Exercise brief:
Count the lines in the rows below that contain the word "leafy". Give only the number.

[Rows start]

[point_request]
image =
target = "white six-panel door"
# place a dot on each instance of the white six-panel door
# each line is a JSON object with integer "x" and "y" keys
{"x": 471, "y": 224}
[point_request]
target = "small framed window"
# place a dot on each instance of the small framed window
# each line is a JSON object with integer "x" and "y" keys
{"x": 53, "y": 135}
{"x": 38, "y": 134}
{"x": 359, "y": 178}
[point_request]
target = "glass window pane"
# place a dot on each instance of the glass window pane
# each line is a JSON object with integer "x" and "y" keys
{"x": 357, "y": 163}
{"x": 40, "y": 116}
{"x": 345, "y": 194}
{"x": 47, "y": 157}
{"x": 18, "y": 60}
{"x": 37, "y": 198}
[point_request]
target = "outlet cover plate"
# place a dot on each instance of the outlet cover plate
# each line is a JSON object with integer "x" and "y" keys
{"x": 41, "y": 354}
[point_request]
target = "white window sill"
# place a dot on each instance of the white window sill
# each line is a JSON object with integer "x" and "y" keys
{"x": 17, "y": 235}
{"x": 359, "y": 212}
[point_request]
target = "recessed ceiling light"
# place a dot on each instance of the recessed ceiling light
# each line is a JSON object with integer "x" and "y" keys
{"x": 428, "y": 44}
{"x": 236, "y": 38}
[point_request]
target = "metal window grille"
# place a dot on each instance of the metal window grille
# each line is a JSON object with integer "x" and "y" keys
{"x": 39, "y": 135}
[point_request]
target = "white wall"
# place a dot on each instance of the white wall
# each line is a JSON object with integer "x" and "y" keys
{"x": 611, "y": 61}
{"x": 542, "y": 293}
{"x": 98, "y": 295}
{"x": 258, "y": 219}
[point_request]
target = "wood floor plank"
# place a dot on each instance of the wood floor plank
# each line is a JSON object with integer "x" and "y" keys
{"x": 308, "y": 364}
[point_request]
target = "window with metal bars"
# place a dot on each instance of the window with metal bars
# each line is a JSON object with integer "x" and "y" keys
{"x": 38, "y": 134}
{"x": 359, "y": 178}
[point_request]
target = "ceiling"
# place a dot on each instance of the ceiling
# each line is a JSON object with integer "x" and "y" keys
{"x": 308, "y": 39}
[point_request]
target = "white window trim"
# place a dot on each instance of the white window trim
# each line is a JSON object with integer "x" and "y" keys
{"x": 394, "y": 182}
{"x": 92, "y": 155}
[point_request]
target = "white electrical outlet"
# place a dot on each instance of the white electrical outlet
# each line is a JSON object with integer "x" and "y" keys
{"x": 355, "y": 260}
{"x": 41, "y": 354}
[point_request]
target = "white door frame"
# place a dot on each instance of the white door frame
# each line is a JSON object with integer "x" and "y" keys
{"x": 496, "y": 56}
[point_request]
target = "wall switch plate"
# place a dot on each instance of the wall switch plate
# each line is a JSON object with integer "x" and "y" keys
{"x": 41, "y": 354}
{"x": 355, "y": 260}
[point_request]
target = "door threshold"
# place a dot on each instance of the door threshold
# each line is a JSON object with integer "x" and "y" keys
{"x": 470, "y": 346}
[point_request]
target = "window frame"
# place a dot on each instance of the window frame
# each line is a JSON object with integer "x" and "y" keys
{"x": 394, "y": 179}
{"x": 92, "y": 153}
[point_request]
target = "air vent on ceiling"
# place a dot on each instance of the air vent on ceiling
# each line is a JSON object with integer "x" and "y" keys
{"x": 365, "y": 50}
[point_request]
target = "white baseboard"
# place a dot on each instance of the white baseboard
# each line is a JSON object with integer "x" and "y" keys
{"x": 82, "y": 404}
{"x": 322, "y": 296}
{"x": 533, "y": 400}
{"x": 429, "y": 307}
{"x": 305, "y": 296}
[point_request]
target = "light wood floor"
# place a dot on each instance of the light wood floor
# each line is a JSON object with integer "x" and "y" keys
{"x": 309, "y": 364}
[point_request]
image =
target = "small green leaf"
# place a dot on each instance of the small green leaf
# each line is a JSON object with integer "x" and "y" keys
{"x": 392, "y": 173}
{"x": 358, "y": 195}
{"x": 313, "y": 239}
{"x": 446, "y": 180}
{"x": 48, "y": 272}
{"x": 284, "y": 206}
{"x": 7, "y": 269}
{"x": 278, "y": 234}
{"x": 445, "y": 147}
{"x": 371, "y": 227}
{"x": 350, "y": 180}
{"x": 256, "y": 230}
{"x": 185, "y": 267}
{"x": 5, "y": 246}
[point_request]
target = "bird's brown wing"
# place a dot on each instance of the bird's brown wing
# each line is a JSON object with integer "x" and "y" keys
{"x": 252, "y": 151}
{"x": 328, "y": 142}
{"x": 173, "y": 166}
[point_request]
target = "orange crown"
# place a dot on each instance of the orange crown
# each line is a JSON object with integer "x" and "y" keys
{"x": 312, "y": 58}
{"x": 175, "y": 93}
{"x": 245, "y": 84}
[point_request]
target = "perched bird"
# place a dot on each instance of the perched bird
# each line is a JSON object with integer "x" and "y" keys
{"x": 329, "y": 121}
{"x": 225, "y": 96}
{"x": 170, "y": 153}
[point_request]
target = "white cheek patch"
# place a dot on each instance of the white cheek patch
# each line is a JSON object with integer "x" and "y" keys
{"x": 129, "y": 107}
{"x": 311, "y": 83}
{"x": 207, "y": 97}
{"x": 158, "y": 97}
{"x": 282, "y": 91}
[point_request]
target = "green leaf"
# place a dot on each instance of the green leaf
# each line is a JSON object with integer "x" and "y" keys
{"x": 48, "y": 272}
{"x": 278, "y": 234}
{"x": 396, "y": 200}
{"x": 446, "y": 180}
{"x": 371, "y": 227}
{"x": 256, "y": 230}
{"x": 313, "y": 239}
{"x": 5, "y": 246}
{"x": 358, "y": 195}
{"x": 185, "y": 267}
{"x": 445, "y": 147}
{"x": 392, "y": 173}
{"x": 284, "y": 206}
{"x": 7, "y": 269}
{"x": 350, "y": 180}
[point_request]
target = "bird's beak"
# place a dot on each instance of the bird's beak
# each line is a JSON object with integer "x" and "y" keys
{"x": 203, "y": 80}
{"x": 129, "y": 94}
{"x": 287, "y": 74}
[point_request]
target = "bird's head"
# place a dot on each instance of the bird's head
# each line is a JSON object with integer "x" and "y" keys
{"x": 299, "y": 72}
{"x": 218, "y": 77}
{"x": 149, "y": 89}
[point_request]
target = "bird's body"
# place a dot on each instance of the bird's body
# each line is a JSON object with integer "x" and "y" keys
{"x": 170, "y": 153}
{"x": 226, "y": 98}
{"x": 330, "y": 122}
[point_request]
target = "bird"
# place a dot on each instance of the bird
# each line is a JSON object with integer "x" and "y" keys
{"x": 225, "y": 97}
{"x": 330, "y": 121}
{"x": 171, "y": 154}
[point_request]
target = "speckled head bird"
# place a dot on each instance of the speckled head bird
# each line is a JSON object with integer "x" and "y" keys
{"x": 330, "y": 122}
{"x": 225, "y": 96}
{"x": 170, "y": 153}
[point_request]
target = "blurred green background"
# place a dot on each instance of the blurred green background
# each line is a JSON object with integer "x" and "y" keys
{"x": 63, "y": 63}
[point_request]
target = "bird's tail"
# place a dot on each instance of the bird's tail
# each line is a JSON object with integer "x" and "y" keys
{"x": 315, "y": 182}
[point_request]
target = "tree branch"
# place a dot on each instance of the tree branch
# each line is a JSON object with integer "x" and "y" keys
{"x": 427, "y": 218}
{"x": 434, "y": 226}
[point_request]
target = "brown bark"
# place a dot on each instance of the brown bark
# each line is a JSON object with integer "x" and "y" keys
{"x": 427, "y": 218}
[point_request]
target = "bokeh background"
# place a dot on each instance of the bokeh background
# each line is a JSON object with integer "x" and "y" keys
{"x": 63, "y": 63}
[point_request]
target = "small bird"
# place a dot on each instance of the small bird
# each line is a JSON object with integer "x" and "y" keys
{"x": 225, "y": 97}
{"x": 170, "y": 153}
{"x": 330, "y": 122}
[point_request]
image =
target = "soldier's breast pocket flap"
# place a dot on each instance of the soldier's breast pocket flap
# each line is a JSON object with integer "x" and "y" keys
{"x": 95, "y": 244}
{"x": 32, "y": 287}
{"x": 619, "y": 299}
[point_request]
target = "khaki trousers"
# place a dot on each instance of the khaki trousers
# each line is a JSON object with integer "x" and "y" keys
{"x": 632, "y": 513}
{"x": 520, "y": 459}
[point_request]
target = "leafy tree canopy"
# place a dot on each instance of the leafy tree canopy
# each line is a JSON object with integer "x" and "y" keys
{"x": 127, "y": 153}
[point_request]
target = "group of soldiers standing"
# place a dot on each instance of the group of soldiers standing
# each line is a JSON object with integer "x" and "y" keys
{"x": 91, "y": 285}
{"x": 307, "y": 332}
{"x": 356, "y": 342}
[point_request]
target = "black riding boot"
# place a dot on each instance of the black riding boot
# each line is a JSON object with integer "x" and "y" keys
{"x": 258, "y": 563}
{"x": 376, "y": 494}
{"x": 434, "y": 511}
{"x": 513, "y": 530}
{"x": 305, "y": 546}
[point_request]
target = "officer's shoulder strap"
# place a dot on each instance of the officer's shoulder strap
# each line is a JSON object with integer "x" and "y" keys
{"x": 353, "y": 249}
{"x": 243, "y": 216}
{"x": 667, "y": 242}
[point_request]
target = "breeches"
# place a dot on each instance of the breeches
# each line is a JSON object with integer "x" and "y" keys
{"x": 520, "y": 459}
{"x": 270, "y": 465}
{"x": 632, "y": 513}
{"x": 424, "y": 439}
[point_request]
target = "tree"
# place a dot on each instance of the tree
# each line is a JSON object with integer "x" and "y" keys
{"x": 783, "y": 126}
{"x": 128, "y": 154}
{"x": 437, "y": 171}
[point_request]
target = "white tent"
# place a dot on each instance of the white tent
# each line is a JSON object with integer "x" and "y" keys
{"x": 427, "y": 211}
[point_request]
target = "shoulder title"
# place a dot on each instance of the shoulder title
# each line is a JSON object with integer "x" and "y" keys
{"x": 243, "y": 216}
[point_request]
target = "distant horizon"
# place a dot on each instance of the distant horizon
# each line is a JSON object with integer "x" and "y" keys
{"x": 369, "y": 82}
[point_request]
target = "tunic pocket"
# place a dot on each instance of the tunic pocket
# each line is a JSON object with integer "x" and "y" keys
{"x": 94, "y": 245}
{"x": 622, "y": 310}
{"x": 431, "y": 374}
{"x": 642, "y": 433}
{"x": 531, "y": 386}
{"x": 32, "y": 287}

[Rows end]

Result of this exercise:
2